Referring expression data

----

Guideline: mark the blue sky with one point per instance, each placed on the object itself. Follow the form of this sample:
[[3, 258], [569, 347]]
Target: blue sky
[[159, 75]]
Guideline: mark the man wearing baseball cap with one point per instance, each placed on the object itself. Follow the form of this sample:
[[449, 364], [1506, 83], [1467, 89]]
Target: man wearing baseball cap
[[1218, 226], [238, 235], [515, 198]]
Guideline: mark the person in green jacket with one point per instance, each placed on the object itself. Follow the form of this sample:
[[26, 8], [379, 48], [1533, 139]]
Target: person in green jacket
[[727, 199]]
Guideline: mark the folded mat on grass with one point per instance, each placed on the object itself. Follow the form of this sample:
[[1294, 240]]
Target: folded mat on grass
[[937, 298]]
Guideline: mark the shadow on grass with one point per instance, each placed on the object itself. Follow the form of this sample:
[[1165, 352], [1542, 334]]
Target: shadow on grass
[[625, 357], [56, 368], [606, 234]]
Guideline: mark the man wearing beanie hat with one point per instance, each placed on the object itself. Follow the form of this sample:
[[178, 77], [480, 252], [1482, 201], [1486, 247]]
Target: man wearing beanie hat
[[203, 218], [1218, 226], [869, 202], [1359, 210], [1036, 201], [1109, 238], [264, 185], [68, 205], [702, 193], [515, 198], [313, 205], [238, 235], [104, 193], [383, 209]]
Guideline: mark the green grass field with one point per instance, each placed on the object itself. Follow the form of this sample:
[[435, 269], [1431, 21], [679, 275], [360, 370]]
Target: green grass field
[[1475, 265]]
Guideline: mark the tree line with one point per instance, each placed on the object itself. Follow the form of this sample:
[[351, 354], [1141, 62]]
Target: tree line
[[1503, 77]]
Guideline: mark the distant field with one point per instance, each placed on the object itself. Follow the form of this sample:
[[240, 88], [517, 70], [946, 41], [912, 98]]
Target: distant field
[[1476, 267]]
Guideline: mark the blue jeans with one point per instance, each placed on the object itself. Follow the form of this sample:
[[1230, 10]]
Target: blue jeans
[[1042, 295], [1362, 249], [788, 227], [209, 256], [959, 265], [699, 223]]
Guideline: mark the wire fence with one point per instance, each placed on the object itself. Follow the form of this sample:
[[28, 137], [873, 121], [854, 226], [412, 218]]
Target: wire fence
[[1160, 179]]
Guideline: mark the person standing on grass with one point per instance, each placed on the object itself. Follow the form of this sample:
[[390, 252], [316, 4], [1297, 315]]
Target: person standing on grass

----

* [DIRECTIONS]: Retype each line above with no alterations.

* [RESPONSE AREA]:
Guideline: mark the blue sky with one point per instance, each placed on the object itself. Follow the form of this sample:
[[3, 258], [569, 347]]
Target: blue sky
[[159, 75]]
Guideline: mark the man wearing baseball cap with one point per instance, each placed on the object itself. Follow the form of this sample:
[[449, 364], [1506, 83], [1467, 89]]
Target: man wearing baseball cap
[[1218, 226], [238, 235], [515, 198]]
Guideline: mark the person in green jacket with one point per instance, each placed on the object itself. Follow the form of this sample:
[[26, 8], [379, 48], [1533, 139]]
Target: person in green jacket
[[727, 199]]
Guideline: mark the folded mat on grass with one point per instance, each placed on the object itself. Follow the form of this sample:
[[1294, 240]]
Target: folded mat on grass
[[937, 298]]
Guideline: mark the shadow on grass with one point per instance, each placed on the object itself. Follow the form of this sample:
[[1165, 352], [1542, 334]]
Target: shadow on grass
[[625, 357], [56, 368], [606, 234]]
Guideline: mark the man wearing beanie hat with one point per instance, each placed on the object itself. Follow the form of this sample:
[[178, 77], [480, 252], [1482, 201], [1486, 247]]
Target: man wearing beanie hat
[[203, 218], [1218, 226], [869, 202], [1359, 210], [1036, 201], [1109, 238], [264, 185], [68, 205], [702, 193], [515, 198], [313, 205], [238, 235], [104, 193], [383, 209]]
Guideline: mark the green grass field with one point per instance, each placed on the object itself. Follow the form of this sample:
[[435, 269], [1431, 21], [679, 275], [360, 370]]
Target: green grass field
[[1475, 265]]
Guideline: mark the tree line with one point per instance, each placed on the object itself. Follow the form of this sample:
[[351, 354], [1141, 62]]
Target: tree line
[[1503, 77]]
Guideline: mark the distant field with one point per instance, each placed on the object itself. Follow the form of this sample:
[[240, 88], [517, 70], [946, 41], [912, 98]]
Target: distant field
[[1476, 267]]
Guideline: mark the blue jeans with one point per instance, each placed on the object itself. Follow the form of this sample:
[[1230, 10]]
Target: blue jeans
[[1042, 295], [1362, 249], [788, 227], [209, 256], [959, 265], [699, 223]]
Guideline: mark the wire fence with one point per instance, each placed on the object itself. Follow the form of this sample:
[[28, 137], [873, 121], [854, 226], [412, 218]]
Target: wire fence
[[1160, 179]]
Guideline: mark the person standing on grass with one point per instance, each placed on the object itself. Follow the form of this sample:
[[390, 252], [316, 4], [1297, 315]]
Target: person standing on grass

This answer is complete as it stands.